** Opening DATA UNDER STUDY block **

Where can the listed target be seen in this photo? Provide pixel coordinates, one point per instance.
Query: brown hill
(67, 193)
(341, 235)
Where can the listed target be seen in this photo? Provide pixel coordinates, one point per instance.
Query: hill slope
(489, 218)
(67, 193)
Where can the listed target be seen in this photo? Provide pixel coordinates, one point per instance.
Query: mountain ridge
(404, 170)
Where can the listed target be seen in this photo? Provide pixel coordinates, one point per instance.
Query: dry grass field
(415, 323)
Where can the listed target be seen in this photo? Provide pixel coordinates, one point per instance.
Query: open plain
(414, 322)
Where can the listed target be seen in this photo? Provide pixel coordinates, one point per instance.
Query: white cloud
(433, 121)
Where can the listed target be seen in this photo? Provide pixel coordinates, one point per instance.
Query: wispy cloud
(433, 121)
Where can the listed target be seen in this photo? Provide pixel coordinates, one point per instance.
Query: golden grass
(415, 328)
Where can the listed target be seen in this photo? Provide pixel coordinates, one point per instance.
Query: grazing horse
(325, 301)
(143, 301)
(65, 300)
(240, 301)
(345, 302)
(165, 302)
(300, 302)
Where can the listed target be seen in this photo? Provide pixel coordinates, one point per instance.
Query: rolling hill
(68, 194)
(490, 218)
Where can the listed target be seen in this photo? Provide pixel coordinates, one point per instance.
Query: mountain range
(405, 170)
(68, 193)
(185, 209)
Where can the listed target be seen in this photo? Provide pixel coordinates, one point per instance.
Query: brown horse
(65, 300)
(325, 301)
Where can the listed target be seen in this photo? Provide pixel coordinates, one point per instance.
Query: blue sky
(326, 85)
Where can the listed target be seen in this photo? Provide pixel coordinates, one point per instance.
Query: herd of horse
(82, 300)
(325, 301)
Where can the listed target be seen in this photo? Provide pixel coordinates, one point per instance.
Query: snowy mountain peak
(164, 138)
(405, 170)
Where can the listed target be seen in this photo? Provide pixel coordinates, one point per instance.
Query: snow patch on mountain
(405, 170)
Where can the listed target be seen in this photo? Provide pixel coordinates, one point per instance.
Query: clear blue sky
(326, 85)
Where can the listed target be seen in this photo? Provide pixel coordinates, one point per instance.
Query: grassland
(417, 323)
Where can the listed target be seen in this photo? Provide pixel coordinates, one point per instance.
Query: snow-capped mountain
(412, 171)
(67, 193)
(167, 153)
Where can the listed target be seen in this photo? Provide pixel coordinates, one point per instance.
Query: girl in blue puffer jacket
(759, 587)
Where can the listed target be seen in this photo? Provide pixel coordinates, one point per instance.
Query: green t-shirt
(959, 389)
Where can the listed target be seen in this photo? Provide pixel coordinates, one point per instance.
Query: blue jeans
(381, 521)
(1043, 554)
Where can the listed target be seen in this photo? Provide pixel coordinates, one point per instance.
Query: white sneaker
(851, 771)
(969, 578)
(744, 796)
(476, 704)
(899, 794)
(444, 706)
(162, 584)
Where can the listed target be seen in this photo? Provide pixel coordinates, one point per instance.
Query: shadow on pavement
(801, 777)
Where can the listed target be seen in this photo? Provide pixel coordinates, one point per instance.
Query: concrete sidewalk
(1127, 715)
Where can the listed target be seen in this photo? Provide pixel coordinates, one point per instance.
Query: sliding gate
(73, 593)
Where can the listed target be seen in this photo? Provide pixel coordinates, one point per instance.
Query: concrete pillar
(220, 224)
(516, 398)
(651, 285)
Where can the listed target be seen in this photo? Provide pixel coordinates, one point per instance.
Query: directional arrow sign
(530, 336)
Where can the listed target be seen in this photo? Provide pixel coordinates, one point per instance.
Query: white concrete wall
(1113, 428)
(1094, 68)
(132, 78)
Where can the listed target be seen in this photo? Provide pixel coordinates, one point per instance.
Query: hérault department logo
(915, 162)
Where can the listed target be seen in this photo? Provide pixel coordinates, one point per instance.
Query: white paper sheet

** Closing DATA UNDER STUDY block **

**WORK REQUIRED**: Reproduce all the entries verbatim, leaving nothing out.

**RESULT OF THE TASK**:
Where can the listed target be seen in this photo? Provide pixel coordinates, one point per instance.
Query: brown hill
(67, 193)
(341, 235)
Where can the listed target be seen in this photo? Provide pixel coordinates, one point per instance.
Query: hill slope
(489, 218)
(67, 193)
Where can the listed target be seen in this photo? Provide pixel coordinates, one point per instance.
Query: mountain ridge
(404, 170)
Where can the listed target be seen in this photo? Provide pixel coordinates, one point per instance.
Query: dry grass field
(415, 323)
Where can the listed target be seen in this photo? Provide pixel coordinates, one point per instance.
Query: open plain
(414, 322)
Where can the listed target be seen in this photo? Provide pixel coordinates, one point per instance.
Query: white cloud
(433, 121)
Where can the listed target be seen in this photo? Provide pixel coordinates, one point per instance.
Query: wispy cloud
(433, 121)
Where can the listed target be seen in this photo? Provide pixel coordinates, one point per instance.
Query: golden grass
(415, 328)
Where can the listed target be seen in this photo? Provide pixel coordinates, one point per instance.
Query: grazing horse
(325, 301)
(143, 301)
(65, 300)
(240, 301)
(345, 302)
(165, 302)
(300, 302)
Where can the listed target be seen in this photo? Provide pixel coordinates, one point per instance.
Query: rolling hill
(68, 194)
(490, 218)
Where can the listed target be seen in this photo? Provide pixel coordinates, one point per instance.
Query: mountain range
(405, 170)
(68, 193)
(185, 209)
Where can the listed target be seen in this photo? Provide pixel coordinates, one point per instance.
Query: brown horse
(65, 300)
(325, 301)
Where can the listed target be seen in this photo? Provide pixel coordinates, one point per instance.
Query: blue sky
(326, 85)
Where can the listed target be seen in this photo? Provide pixel coordinates, one point per instance.
Query: herd of horse
(82, 300)
(325, 301)
Where can the listed target be seen in this photo? Provide pixel coordinates, one point per instance.
Query: snowy mountain peak
(164, 138)
(405, 170)
Where can the listed target be seen in this photo? Provide pixel coordinates, one point per instance.
Query: snow patch on mountain
(405, 170)
Where can the listed target be seen in this photo? Provide pixel coordinates, one point per instance.
Query: clear blue sky
(326, 85)
Where can the listed target be seen in this photo? Provide pixel coordinates, one point per instance.
Query: grassland
(417, 323)
Where can the listed target be seen in this photo? Provide pixel coordinates, one point per instance.
Query: snow-capped mountain
(412, 171)
(67, 193)
(167, 153)
Where can the listed target be seen in this photo? Provide pixel coordinates, one point per instance.
Query: girl in blue puffer jacket
(759, 587)
Where can the listed target be seen in this photo? Provide pixel coordinates, one point per instance.
Query: green t-shirt
(959, 389)
Where can the listed target be seen in this photo? Provide pixel coordinates, one point per instance.
Query: blue jeans
(381, 521)
(1043, 554)
Where can the listed target be seen in this photo? Provide pixel coordinates, one point per instance.
Query: white sneaker
(851, 771)
(969, 578)
(744, 796)
(476, 704)
(899, 794)
(444, 706)
(162, 584)
Where can the listed target be seen in this photo? Provide pixel coordinates, one point per instance.
Query: shadow on pavement
(801, 777)
Where can the listed target be seen in this photo? Provide pixel coordinates, one point per instance.
Query: concrete sidewalk
(1127, 715)
Where can the listed target be seen in this photo? Provide pixel coordinates, one point per instance.
Query: sliding gate
(73, 593)
Where can the listed target be seen in this photo? Provide pixel coordinates, one point per instance.
Query: concrete pillar
(220, 224)
(516, 398)
(651, 285)
Where can the listed target be seen in this photo? Provide pixel coordinates, one point per instance.
Query: directional arrow sign
(530, 336)
Where can the listed target be seen in this photo? Provide pixel coordinates, one point per instance.
Query: white concrete wall
(1113, 428)
(1094, 68)
(132, 78)
Where can the listed target be seen in this photo? Provide pixel coordinates, one point per instance.
Query: hérault department logo
(915, 162)
Where can the listed target be seen in this photo? Provide pixel coordinates, one point per instance.
Query: white paper sheet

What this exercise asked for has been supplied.